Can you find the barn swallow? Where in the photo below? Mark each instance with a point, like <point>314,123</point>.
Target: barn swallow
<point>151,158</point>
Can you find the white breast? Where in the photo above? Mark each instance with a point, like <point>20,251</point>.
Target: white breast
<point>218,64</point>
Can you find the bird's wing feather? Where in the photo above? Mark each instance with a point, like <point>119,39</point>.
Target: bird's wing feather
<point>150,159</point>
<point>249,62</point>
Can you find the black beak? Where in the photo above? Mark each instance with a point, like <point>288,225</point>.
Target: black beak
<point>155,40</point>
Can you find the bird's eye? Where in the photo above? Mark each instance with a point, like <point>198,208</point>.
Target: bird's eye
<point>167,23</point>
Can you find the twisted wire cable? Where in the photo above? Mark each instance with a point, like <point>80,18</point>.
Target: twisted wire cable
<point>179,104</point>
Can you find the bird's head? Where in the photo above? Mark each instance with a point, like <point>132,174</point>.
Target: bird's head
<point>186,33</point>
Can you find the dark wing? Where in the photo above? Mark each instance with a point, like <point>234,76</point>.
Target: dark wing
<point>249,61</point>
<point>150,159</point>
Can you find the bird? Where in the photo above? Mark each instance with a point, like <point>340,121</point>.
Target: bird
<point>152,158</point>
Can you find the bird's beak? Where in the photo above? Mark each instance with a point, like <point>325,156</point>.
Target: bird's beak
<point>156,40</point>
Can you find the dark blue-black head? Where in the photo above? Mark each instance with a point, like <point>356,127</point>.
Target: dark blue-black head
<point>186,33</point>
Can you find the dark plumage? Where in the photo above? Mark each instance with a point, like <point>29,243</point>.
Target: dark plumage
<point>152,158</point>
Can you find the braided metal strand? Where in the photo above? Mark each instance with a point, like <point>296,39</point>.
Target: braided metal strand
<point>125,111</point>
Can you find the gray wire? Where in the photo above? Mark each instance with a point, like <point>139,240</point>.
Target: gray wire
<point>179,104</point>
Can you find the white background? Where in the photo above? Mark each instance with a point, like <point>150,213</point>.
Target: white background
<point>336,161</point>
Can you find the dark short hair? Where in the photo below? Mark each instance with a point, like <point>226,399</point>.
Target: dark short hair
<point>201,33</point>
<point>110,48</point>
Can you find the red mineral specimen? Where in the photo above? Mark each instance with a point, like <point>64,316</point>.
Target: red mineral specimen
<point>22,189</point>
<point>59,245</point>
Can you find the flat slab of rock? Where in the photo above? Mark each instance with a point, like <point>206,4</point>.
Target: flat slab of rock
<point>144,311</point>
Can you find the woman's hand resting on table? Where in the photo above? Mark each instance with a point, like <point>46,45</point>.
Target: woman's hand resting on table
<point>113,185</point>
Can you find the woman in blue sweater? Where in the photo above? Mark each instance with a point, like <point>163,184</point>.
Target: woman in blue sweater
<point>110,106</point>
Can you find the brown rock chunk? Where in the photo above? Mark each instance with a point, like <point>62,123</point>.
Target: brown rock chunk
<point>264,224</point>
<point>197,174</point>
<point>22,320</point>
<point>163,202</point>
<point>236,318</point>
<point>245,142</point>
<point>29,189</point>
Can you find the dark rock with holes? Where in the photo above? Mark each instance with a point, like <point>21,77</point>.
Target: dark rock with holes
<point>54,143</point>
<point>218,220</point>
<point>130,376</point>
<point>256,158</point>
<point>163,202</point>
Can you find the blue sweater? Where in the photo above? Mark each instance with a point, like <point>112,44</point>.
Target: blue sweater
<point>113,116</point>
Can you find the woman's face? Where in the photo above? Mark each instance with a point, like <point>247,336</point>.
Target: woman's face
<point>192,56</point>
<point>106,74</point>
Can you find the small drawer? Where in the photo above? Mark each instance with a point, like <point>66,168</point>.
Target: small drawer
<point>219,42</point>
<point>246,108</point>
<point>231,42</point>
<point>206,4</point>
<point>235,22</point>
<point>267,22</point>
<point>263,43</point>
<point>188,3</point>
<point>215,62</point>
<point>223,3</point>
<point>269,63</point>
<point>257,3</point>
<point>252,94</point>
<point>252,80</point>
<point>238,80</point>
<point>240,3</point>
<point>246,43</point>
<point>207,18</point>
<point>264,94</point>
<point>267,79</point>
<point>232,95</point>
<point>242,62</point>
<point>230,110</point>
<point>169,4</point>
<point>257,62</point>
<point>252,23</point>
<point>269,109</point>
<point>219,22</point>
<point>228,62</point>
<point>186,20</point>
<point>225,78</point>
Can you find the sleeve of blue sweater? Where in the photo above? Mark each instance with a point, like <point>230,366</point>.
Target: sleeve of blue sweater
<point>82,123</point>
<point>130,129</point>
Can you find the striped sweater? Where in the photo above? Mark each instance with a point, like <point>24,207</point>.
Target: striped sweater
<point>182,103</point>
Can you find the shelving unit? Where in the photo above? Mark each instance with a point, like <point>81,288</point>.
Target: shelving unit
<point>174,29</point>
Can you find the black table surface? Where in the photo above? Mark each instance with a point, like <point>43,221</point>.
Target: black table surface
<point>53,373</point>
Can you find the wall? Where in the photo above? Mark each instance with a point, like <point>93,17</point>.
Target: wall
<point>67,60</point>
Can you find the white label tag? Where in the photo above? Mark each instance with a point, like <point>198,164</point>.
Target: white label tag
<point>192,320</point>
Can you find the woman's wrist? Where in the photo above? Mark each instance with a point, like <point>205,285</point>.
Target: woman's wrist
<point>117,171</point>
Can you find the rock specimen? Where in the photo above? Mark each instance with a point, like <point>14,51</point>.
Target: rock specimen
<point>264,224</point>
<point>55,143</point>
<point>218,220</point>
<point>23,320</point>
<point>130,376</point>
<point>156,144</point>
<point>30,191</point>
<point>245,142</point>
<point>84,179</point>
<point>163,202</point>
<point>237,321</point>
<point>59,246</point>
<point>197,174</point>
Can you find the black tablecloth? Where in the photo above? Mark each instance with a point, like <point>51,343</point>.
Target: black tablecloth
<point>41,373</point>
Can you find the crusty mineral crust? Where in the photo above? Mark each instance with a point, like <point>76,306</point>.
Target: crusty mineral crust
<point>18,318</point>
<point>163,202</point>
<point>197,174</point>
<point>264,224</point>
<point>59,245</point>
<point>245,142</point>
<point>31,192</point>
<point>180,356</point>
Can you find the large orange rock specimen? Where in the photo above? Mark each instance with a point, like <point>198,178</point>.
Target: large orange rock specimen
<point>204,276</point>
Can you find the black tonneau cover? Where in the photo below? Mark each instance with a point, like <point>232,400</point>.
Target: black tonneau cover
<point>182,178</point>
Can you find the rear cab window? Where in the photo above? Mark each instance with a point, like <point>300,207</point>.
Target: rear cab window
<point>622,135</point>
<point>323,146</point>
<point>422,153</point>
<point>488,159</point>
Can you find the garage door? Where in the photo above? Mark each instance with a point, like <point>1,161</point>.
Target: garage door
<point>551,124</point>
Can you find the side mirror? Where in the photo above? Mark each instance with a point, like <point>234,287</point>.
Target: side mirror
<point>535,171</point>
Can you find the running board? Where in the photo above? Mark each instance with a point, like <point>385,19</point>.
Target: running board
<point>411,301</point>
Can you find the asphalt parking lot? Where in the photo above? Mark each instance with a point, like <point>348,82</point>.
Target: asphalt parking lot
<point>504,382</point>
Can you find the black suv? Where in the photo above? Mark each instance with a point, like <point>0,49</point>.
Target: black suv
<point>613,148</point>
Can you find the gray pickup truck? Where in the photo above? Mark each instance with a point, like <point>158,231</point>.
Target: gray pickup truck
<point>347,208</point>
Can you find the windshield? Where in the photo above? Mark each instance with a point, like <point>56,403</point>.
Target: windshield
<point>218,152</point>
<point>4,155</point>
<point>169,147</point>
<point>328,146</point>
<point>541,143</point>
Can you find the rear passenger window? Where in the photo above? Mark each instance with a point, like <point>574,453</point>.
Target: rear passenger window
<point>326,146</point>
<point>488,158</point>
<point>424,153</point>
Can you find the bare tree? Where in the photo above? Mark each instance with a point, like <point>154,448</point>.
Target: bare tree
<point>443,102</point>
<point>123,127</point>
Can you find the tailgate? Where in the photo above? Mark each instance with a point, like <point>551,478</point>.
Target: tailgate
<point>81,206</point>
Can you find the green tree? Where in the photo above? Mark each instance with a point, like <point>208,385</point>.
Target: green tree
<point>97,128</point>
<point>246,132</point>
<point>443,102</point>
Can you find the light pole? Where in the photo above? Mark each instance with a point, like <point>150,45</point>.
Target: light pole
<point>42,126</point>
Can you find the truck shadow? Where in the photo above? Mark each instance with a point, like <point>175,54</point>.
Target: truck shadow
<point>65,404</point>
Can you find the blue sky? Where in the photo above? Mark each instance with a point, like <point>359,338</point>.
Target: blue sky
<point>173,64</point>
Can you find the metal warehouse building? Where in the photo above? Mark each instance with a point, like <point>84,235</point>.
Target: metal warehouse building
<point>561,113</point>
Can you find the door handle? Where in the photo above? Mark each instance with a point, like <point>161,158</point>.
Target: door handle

• • •

What this task involves:
Render the items between the lines holding "Can you find the sleeve" and "<point>117,171</point>", inclusive, as a two-column CSV with the columns input and output. Give one row per item with its text and its answer, each in a single quoted field with line breaks replaced by spaces.

Solved exercise:
input,output
"Can you find the sleeve of blue sweater? Where in the photo above? Mark each instance with a point, like <point>230,366</point>. Target: sleeve of blue sweater","<point>82,123</point> <point>130,129</point>"
"Can you find the striped sweater? Where in the photo above? Mark each instance with a point, like <point>24,207</point>. Target: striped sweater","<point>182,103</point>"
"Can you find the shelving unit? Where in the photo above? Mark each instance with a point, like <point>81,288</point>. Target: shelving unit","<point>174,29</point>"
"Can you find the black table surface? Where in the photo above? Mark each instance with a point, like <point>43,221</point>. Target: black table surface","<point>53,373</point>"
"Can you find the wall? Where in the photo above? Mark each instance with a point, like <point>93,17</point>. Target: wall","<point>67,60</point>"
"Can you find the white label tag? Where in the photo above? Mark each instance with a point, like <point>198,164</point>. Target: white label tag","<point>192,320</point>"
"Can you find the woman's wrist? Where in the photo above? Mark each instance with a point, like <point>205,285</point>. Target: woman's wrist","<point>117,171</point>"